• _PROBLEM TO SOLVE_: Give back, exactly as written, the lines from the beginning of the listing through the one that contains "Give the mask of every instance of the small wooden".

• _STORED DATA_:
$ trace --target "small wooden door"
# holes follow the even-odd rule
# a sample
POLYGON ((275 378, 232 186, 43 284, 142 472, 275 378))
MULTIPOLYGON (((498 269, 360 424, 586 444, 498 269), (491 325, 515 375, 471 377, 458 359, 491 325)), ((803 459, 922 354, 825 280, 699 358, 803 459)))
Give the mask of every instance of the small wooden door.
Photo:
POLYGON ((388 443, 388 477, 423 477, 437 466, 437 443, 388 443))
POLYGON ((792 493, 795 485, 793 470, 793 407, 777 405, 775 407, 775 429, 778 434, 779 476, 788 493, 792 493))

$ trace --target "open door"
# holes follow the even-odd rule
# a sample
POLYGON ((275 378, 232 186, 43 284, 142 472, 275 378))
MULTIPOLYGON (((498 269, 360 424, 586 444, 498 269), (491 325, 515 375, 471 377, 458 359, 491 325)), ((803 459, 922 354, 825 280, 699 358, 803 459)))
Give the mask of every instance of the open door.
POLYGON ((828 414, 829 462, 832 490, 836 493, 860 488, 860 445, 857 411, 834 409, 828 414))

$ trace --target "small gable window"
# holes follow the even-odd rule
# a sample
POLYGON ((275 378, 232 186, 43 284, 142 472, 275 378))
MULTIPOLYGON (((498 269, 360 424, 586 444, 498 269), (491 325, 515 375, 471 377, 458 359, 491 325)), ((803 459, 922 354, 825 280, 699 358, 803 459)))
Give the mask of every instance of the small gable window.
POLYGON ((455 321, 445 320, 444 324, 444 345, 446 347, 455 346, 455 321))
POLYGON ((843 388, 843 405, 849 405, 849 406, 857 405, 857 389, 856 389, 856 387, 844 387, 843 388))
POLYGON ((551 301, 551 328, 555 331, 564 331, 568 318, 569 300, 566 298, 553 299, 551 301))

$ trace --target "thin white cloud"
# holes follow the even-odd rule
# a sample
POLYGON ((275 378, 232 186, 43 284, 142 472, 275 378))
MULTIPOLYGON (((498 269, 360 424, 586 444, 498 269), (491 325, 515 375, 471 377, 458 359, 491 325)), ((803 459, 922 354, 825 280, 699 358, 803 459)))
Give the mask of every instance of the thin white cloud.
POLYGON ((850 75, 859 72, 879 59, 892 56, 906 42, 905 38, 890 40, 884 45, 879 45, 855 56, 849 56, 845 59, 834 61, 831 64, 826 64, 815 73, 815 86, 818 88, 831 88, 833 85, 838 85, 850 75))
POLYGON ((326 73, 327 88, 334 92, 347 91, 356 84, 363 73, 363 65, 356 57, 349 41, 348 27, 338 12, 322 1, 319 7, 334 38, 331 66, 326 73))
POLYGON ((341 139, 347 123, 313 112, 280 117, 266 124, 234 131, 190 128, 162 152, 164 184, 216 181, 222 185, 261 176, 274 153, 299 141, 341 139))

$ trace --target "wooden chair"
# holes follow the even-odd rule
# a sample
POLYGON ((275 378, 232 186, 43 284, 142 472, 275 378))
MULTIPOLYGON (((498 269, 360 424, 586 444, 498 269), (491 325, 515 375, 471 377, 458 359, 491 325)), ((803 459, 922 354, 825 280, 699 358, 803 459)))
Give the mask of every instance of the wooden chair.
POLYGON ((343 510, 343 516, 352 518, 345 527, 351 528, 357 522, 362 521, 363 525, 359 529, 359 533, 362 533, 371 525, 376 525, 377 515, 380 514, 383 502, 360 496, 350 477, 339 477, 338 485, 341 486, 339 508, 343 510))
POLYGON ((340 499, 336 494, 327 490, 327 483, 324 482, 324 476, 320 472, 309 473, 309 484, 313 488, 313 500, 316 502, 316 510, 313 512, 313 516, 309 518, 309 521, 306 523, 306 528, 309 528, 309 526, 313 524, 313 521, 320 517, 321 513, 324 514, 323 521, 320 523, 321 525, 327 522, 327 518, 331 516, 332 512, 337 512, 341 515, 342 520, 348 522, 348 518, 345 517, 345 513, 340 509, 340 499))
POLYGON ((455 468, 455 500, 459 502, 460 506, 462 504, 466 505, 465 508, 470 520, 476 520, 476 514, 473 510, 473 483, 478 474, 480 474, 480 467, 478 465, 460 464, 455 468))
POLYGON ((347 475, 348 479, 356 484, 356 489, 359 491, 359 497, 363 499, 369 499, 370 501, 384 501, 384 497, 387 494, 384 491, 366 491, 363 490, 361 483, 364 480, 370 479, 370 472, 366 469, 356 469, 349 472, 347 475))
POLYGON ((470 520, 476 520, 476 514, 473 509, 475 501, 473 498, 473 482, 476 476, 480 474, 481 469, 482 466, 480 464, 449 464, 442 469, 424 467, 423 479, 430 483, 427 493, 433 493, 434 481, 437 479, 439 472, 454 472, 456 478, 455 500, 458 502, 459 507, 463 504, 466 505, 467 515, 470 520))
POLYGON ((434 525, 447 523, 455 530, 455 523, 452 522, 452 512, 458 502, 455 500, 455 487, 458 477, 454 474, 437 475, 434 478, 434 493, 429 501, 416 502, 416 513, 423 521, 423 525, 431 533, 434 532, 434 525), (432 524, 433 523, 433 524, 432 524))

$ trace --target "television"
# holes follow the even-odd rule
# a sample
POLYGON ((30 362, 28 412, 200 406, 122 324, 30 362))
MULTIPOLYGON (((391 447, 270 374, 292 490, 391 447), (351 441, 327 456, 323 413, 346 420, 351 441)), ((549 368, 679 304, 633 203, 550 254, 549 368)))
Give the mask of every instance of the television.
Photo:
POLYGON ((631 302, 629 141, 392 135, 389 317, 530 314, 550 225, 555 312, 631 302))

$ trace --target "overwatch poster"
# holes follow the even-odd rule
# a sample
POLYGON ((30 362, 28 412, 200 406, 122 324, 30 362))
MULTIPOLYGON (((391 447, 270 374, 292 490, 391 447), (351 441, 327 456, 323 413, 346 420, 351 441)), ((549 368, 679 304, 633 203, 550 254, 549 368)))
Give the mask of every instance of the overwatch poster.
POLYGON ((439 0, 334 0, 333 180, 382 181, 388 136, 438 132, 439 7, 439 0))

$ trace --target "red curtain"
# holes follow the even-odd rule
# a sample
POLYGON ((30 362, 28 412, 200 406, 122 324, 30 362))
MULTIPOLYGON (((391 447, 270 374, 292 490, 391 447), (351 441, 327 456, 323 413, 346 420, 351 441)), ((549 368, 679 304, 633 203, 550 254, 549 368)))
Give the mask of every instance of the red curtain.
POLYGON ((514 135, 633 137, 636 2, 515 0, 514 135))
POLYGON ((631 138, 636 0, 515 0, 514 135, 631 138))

• _TASK ANSWER_:
$ trace --target "small wooden door"
# holes follow the even-odd rule
# a sample
POLYGON ((275 378, 232 186, 43 284, 142 472, 275 378))
MULTIPOLYGON (((498 269, 360 424, 586 444, 498 269), (491 325, 515 375, 471 377, 458 359, 491 325)), ((803 459, 922 354, 825 280, 699 358, 803 459)))
Give the mask of every instance of the small wooden door.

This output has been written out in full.